EXCERPT =>
· · ·
Motivation

Python is my favorite language. But, I also practice polyglottery(using multiple languages...I know, I had to use that word!). For the years of using python, I have rarely come across a problem that I haven't been able to solve or hasn't been solved yet in python. Well, today is the day.

I enjoy statistics, and a very useful tool in the statisticians toolbox is the Experimental Design, or DOE (Design of Experiments). I searched for hours trying to find an open-source alternative to the Minitab DOE package, which is nice if you have a license, and found limited options. I evaluated pyDOE, but it only designs experiments, not analyzes them. There are a couple open-source statistics packages, such as sofa, but why would you use anything other than R? Yes, I know the answer, because it is a programming language, not a nice GUI. Well, I encourage you to make the plunge, because I haven't been impressed with a programming language in a long time, and R has impressed me.
· · ·
DATASET ENTRIES =>
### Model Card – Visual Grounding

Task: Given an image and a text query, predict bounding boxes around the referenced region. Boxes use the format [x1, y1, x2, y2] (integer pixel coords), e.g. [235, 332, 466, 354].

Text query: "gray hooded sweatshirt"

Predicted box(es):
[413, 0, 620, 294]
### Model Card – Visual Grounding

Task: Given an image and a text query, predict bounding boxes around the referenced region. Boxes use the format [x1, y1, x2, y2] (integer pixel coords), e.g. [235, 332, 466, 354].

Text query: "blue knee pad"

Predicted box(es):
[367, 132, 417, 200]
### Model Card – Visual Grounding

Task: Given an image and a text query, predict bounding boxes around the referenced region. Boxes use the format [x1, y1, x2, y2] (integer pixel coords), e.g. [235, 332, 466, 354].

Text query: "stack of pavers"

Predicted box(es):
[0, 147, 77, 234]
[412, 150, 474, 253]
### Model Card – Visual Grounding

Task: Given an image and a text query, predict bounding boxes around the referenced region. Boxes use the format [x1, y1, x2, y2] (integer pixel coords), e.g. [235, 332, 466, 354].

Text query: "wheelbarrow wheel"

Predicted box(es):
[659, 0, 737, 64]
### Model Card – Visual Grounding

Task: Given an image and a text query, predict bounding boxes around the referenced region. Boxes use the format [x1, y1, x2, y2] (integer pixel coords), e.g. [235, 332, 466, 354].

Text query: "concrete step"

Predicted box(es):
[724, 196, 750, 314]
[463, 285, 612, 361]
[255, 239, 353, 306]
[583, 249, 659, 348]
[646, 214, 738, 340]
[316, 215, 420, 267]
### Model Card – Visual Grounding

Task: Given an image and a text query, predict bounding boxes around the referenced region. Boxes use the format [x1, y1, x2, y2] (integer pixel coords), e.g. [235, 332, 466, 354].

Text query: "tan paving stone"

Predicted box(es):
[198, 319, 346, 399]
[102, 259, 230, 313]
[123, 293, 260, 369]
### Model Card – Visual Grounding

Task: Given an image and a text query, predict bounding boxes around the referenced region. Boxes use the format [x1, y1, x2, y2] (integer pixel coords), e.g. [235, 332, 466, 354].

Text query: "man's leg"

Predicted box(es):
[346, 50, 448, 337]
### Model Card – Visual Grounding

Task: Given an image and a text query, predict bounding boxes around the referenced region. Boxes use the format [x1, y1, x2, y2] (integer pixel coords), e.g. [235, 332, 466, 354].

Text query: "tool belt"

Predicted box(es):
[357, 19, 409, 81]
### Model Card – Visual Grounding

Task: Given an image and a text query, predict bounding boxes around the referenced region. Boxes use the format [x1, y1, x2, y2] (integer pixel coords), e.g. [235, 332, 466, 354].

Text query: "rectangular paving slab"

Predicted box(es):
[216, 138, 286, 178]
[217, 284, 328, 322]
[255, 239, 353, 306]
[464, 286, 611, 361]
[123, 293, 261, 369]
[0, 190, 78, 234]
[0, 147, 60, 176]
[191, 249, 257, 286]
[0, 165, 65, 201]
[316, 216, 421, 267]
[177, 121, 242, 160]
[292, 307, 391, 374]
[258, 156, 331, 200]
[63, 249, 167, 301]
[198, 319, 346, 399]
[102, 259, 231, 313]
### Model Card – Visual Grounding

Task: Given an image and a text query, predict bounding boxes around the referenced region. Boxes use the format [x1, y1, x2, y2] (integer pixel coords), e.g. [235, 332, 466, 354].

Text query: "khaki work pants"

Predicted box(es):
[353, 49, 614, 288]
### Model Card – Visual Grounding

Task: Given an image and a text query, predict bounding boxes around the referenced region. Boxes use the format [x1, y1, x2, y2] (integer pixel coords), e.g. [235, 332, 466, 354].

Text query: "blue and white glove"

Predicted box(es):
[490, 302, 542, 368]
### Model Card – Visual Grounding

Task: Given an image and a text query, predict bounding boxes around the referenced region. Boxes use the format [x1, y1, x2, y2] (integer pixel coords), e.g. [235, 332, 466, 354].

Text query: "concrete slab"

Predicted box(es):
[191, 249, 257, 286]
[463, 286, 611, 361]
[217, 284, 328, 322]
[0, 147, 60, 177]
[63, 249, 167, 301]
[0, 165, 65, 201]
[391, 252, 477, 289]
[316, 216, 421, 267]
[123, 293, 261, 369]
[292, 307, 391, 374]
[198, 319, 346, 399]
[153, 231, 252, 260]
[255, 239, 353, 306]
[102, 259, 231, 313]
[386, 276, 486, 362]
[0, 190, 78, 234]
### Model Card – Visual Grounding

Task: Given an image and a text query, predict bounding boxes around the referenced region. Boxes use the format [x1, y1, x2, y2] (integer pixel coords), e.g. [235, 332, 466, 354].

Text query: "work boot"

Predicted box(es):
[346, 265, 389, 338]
· · ·
GIVEN PROBLEM =>
Could you carry on the post about turning from Python to R for experimental design, starting right after its last sentence?

EXPECTED OUTPUT =>
I assume you are familiar with DOE principles. If not, check out a R-DOE-book or for theory, Design and Analysis of Experiments by Montgomery is a classic. As for R, you don't need to be an expert, but it helps to play around with it, perhaps some golf.

Installation

R Base install and RStudio

To get started, I am using Windows 7. To install R, check out R-Base Package.

R does not come with a GUI. It is just a command line for executing R-code that is an ascii file with the extension *.r

R_GUI

Fortunately some awesome GUI's already exist. rkward is cool, but I prefer Rstudio. RStudio has a built in script editor, a console for running commands, a plot window, a file explorer, and a help window. What more could you ask for? Take some time and familiarize yourself with RStudio.

R_Studio

For more information on the R DOE package we will be using, check out Prof. Dr. Ulrike Grömpings page. The walk-through here is derived from this document.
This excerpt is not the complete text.